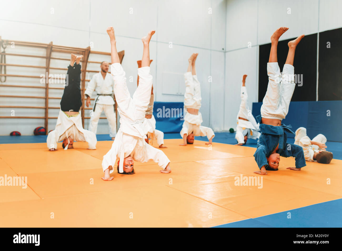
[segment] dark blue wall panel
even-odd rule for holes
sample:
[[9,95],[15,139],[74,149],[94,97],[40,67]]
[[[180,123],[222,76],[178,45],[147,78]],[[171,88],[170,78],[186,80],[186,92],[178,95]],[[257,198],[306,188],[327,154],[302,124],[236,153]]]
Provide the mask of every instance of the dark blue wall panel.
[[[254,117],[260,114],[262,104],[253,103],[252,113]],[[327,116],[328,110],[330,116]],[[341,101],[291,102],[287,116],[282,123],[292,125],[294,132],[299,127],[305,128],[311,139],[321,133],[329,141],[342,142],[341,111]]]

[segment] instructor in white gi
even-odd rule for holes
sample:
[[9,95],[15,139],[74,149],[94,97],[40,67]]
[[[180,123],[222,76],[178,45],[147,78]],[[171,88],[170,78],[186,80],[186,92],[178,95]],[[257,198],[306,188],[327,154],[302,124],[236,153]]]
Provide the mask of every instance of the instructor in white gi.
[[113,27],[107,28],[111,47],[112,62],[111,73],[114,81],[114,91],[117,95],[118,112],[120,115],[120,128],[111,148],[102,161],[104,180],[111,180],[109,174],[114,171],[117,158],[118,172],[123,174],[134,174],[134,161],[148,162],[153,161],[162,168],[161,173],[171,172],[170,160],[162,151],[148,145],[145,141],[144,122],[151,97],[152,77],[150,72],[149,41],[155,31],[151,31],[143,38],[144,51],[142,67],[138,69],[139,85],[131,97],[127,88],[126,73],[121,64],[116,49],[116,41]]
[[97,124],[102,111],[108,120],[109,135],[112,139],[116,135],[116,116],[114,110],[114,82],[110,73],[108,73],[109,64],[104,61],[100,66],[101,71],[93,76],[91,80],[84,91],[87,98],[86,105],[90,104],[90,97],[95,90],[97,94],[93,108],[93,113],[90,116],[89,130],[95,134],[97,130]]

========

Copy all the entries again, substituting "Return the outline" for every occurrence of "Provide the mask" and leaving everything else unchanged. Leave the pictures out of your copy.

[segment] dark blue wall panel
even-odd rule for holes
sample:
[[9,95],[15,139],[74,149],[94,97],[40,67]]
[[[180,123],[222,76],[178,45],[147,78]],[[171,88],[170,78],[186,80],[186,92],[178,95]],[[257,198],[306,188],[327,154],[302,124],[236,153]]]
Return the outline of every instance of the dark blue wall panel.
[[[254,117],[260,114],[262,104],[253,103],[252,113]],[[327,116],[328,110],[330,116]],[[341,101],[291,102],[287,116],[282,123],[292,125],[294,132],[299,127],[305,128],[311,139],[321,133],[329,141],[342,142],[341,111]]]

[segment] instructor in white gi
even-odd rule for holes
sample:
[[9,95],[15,139],[74,149],[94,97],[40,67]]
[[[180,123],[222,76],[178,45],[147,78]],[[171,88],[170,78],[186,80],[186,92],[178,95]],[[257,198],[306,188],[327,154],[302,124],[236,153]]]
Return the outline of every instance of the instructor in white gi.
[[113,27],[107,28],[111,47],[112,62],[111,73],[114,81],[114,91],[117,95],[118,112],[120,115],[120,128],[111,148],[102,161],[104,180],[111,180],[109,174],[114,171],[117,158],[118,172],[123,174],[134,174],[134,161],[148,162],[153,161],[162,168],[161,173],[171,172],[170,160],[162,151],[148,145],[145,141],[144,122],[151,97],[152,77],[150,72],[149,41],[155,31],[151,31],[143,38],[144,51],[142,67],[138,69],[139,85],[131,97],[127,88],[126,73],[121,64],[116,49],[116,41]]
[[97,124],[102,111],[108,120],[109,135],[112,139],[116,135],[116,116],[114,110],[114,82],[110,73],[108,73],[109,64],[104,61],[100,66],[101,71],[93,76],[91,80],[84,91],[87,98],[86,105],[90,104],[90,97],[95,90],[97,94],[93,108],[93,113],[90,116],[89,130],[95,134],[97,130]]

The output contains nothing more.